▽
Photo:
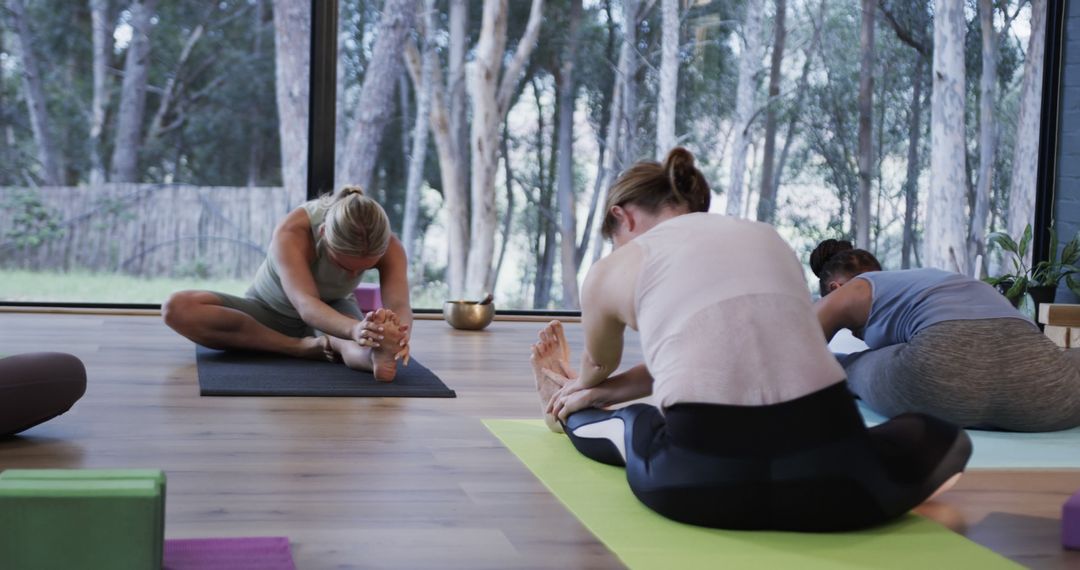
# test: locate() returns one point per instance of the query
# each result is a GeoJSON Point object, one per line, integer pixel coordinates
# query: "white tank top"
{"type": "Point", "coordinates": [725, 315]}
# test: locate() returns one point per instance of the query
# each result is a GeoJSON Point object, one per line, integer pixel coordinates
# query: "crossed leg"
{"type": "Point", "coordinates": [201, 316]}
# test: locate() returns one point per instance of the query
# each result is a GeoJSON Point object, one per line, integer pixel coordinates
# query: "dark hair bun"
{"type": "Point", "coordinates": [686, 180]}
{"type": "Point", "coordinates": [825, 250]}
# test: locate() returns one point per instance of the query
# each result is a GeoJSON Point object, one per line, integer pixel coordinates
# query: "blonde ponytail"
{"type": "Point", "coordinates": [651, 186]}
{"type": "Point", "coordinates": [354, 224]}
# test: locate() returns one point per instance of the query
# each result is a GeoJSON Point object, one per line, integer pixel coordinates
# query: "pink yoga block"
{"type": "Point", "coordinates": [367, 297]}
{"type": "Point", "coordinates": [1070, 523]}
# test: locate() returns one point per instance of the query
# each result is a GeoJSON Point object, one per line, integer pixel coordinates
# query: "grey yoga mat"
{"type": "Point", "coordinates": [257, 374]}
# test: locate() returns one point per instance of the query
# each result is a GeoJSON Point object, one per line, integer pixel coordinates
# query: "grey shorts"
{"type": "Point", "coordinates": [287, 325]}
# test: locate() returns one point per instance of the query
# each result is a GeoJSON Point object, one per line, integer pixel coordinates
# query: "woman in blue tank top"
{"type": "Point", "coordinates": [945, 344]}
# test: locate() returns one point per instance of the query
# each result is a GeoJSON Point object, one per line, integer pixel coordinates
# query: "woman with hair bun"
{"type": "Point", "coordinates": [945, 344]}
{"type": "Point", "coordinates": [301, 303]}
{"type": "Point", "coordinates": [754, 428]}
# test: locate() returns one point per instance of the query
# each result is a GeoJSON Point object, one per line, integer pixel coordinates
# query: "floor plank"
{"type": "Point", "coordinates": [387, 483]}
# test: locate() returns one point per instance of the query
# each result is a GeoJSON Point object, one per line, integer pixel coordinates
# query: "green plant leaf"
{"type": "Point", "coordinates": [1020, 287]}
{"type": "Point", "coordinates": [1074, 285]}
{"type": "Point", "coordinates": [1027, 306]}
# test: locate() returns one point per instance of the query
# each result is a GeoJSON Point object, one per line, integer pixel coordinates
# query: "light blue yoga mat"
{"type": "Point", "coordinates": [1014, 450]}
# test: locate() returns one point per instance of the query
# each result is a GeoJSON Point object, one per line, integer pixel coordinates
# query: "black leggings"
{"type": "Point", "coordinates": [809, 464]}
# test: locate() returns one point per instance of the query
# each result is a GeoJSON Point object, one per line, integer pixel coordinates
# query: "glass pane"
{"type": "Point", "coordinates": [768, 98]}
{"type": "Point", "coordinates": [226, 98]}
{"type": "Point", "coordinates": [139, 151]}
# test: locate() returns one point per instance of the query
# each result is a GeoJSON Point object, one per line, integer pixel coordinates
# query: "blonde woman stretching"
{"type": "Point", "coordinates": [316, 258]}
{"type": "Point", "coordinates": [755, 428]}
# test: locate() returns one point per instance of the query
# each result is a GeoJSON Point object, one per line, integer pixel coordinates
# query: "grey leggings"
{"type": "Point", "coordinates": [996, 374]}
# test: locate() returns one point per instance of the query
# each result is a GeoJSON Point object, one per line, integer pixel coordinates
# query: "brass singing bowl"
{"type": "Point", "coordinates": [468, 315]}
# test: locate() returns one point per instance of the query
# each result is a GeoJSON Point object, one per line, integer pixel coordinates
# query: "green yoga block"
{"type": "Point", "coordinates": [103, 474]}
{"type": "Point", "coordinates": [88, 519]}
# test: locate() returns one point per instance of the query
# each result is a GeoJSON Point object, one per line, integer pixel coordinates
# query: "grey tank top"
{"type": "Point", "coordinates": [909, 300]}
{"type": "Point", "coordinates": [334, 283]}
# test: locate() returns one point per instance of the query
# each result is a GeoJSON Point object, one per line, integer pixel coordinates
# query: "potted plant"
{"type": "Point", "coordinates": [1029, 286]}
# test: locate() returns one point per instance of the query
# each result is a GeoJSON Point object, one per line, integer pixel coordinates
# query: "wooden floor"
{"type": "Point", "coordinates": [369, 483]}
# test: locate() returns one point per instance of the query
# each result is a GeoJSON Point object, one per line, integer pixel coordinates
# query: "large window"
{"type": "Point", "coordinates": [138, 148]}
{"type": "Point", "coordinates": [822, 118]}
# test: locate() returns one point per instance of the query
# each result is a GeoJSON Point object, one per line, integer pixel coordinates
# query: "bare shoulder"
{"type": "Point", "coordinates": [616, 267]}
{"type": "Point", "coordinates": [609, 286]}
{"type": "Point", "coordinates": [294, 233]}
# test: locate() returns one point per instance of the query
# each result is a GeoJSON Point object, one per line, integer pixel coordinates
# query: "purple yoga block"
{"type": "Point", "coordinates": [367, 297]}
{"type": "Point", "coordinates": [1070, 523]}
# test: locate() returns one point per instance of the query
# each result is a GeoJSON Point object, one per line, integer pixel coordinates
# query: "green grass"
{"type": "Point", "coordinates": [80, 286]}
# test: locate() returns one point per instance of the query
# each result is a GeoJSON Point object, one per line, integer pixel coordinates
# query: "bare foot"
{"type": "Point", "coordinates": [314, 349]}
{"type": "Point", "coordinates": [550, 353]}
{"type": "Point", "coordinates": [383, 364]}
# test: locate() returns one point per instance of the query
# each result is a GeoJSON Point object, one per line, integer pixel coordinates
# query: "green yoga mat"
{"type": "Point", "coordinates": [598, 496]}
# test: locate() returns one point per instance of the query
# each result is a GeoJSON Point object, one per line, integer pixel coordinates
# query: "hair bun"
{"type": "Point", "coordinates": [680, 173]}
{"type": "Point", "coordinates": [825, 250]}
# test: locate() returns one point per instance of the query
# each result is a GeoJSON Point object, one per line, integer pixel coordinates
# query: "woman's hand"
{"type": "Point", "coordinates": [402, 354]}
{"type": "Point", "coordinates": [571, 397]}
{"type": "Point", "coordinates": [367, 334]}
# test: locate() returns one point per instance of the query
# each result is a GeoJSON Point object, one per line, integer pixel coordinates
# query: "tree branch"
{"type": "Point", "coordinates": [903, 34]}
{"type": "Point", "coordinates": [525, 45]}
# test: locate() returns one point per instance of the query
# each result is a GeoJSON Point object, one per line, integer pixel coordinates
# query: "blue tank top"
{"type": "Point", "coordinates": [906, 301]}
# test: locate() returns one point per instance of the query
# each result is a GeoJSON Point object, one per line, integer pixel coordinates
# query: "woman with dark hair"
{"type": "Point", "coordinates": [945, 344]}
{"type": "Point", "coordinates": [755, 429]}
△
TASK TO COMPLETE
Return the entries unchanged, save for the pictures, which do not belong in the copy.

COMPLETE OUTPUT
Photo:
# test: locate() returns one point per instance of the query
# each result is a GeoJSON Point object, one per line, integer pixel coordinates
# query: "white tank top"
{"type": "Point", "coordinates": [725, 315]}
# test: locate() returns one point per instance of the query
# each result is a GeoJSON Point object, one per line, integer pixel coordinates
# query: "crossed leg"
{"type": "Point", "coordinates": [201, 316]}
# test: locate() returns one point per instance of the query
# each result is a GeoJSON Point object, one per line, integer pixel coordinates
# query: "dark hair bun"
{"type": "Point", "coordinates": [686, 180]}
{"type": "Point", "coordinates": [825, 250]}
# test: locate() returns one point per instance of the query
# each result is a GeoJSON Point object, one per line, integer pixel coordinates
# query: "blonde ponytail"
{"type": "Point", "coordinates": [651, 186]}
{"type": "Point", "coordinates": [354, 224]}
# test: locate() returns one point per instance of the query
# each result is a GeoJSON Point object, one per line, integer pixel coordinates
# query: "pink yoga block"
{"type": "Point", "coordinates": [367, 297]}
{"type": "Point", "coordinates": [1070, 523]}
# test: locate() returns one point per instance of the query
# each result is a GeoJSON Point object, one per line, integer pixel coordinates
# query: "grey yoga mat"
{"type": "Point", "coordinates": [257, 374]}
# test: locate() returns one point per instance of the query
# each result is a GeoJSON Point object, one per line, integer pixel coordinates
# query: "grey shorts"
{"type": "Point", "coordinates": [287, 325]}
# test: locate() returns one point per instance of the query
# each result is a GeoJSON Point object, one per line, integer pixel coordinates
# query: "woman in blue tank top"
{"type": "Point", "coordinates": [945, 344]}
# test: locate() returns one point per instance of the query
# each result is a GeoJSON Point object, one per line, integer pixel coordinates
# query: "woman with hair bun"
{"type": "Point", "coordinates": [945, 344]}
{"type": "Point", "coordinates": [301, 303]}
{"type": "Point", "coordinates": [754, 428]}
# test: locate() returns one point per instance of the query
# each result is a GeoJSON Point object, one per line, integer pixel coordinates
# query: "floor plank"
{"type": "Point", "coordinates": [387, 483]}
# test: locate() returns one point per instance of the query
# each result is a GeoJSON Point object, one per line, integer pixel coordinates
# query: "green plant leaf"
{"type": "Point", "coordinates": [1020, 287]}
{"type": "Point", "coordinates": [1074, 285]}
{"type": "Point", "coordinates": [1027, 306]}
# test: locate() returns one point per instance of the query
# each result is a GeoJSON Point object, one per line, integer pixel coordinates
# query: "light blue yoga mat"
{"type": "Point", "coordinates": [1014, 450]}
# test: locate() returns one point per instance of the query
# each result is a GeoJSON Point object, one per line, integer pixel coordinates
# query: "black leggings"
{"type": "Point", "coordinates": [809, 464]}
# test: locate() returns one point per instance of the query
# each result is a GeoJSON Point object, one per line, integer pixel coordinates
# query: "glass pane"
{"type": "Point", "coordinates": [768, 98]}
{"type": "Point", "coordinates": [226, 98]}
{"type": "Point", "coordinates": [139, 151]}
# test: locate() returns one point per instance of the query
# each result is a GeoJSON Point object, one per line, integer pixel coordinates
# query: "blonde woman stretching"
{"type": "Point", "coordinates": [316, 258]}
{"type": "Point", "coordinates": [755, 428]}
# test: locate() returns one point per instance of the query
# each result is a GeoJSON Point object, one per line, integer pixel coordinates
# query: "grey leggings"
{"type": "Point", "coordinates": [996, 374]}
# test: locate() returns one point per instance of the query
# each result is a GeoJSON Point object, one per line, integer pixel coordinates
# query: "brass singing bowl"
{"type": "Point", "coordinates": [468, 315]}
# test: locate() returns one point per instance of the query
# each result is a GeoJSON Point object, one per line, integer pixel coordinates
# query: "green yoga block"
{"type": "Point", "coordinates": [103, 474]}
{"type": "Point", "coordinates": [88, 519]}
# test: locate() returns one point per instance of the query
# each result is a GeoJSON Point object, one per line, integer pixel coordinates
# query: "grey tank top"
{"type": "Point", "coordinates": [909, 300]}
{"type": "Point", "coordinates": [334, 283]}
# test: locate() returns one point per instance of the query
# each result is a GeoJSON Point object, one per line, integer pixel coordinates
# query: "potted plant"
{"type": "Point", "coordinates": [1029, 286]}
# test: locate() returns one point per instance of the query
# each result is a GeoJSON Point object, one per line, integer pixel coordinates
# query: "wooden floor"
{"type": "Point", "coordinates": [369, 483]}
# test: locate() returns one point per instance of the query
# each result is a GeoJSON Point object, one per line, integer pixel coordinates
# query: "large window"
{"type": "Point", "coordinates": [138, 148]}
{"type": "Point", "coordinates": [822, 118]}
# test: locate() returns one point per instance of the query
# each result is a GeoJSON Point object, one per line, integer pixel coordinates
# query: "bare shoulder"
{"type": "Point", "coordinates": [616, 267]}
{"type": "Point", "coordinates": [609, 286]}
{"type": "Point", "coordinates": [294, 233]}
# test: locate() returns one point per instance of the query
# each result is a GeoJSON Point object, one per line, integer pixel coordinates
# query: "purple yoga block"
{"type": "Point", "coordinates": [367, 297]}
{"type": "Point", "coordinates": [1070, 523]}
# test: locate() returns one point per instance of the query
# each result is a GeoJSON Point object, one per line, integer pixel coordinates
# query: "green grass"
{"type": "Point", "coordinates": [80, 286]}
# test: locate() returns one point per instance of the query
# each result is a GeoJSON Point object, one per line, integer pixel coordinates
# query: "bare foot"
{"type": "Point", "coordinates": [314, 349]}
{"type": "Point", "coordinates": [550, 353]}
{"type": "Point", "coordinates": [383, 364]}
# test: locate() returns one point per instance of the query
# each result is a GeoJSON Point object, one per line, integer pixel coordinates
# query: "green yoga mat"
{"type": "Point", "coordinates": [598, 496]}
# test: locate() returns one point per instance of the query
# each result is a GeoJSON Point object, one per line, integer pixel coordinates
# query: "hair bun"
{"type": "Point", "coordinates": [680, 173]}
{"type": "Point", "coordinates": [825, 250]}
# test: locate() returns one point per instance of the query
# each result is a GeoJSON Point object, one per line, integer pixel coordinates
# query: "woman's hand"
{"type": "Point", "coordinates": [402, 354]}
{"type": "Point", "coordinates": [571, 397]}
{"type": "Point", "coordinates": [367, 334]}
# test: locate() returns one point per instance of the query
# each result is a GeoJSON Point object, one per line, integer pixel coordinates
# query: "tree branch"
{"type": "Point", "coordinates": [903, 34]}
{"type": "Point", "coordinates": [525, 45]}
# test: locate() returns one point per instance of the query
# each result is a GeoJSON Point object, one per line, integer pixel coordinates
# query: "blue tank top"
{"type": "Point", "coordinates": [906, 301]}
# test: locate() returns one point per instance of the query
# each result is a GeoJSON Point object, one per line, integer pixel coordinates
# query: "woman with dark hair"
{"type": "Point", "coordinates": [945, 344]}
{"type": "Point", "coordinates": [755, 429]}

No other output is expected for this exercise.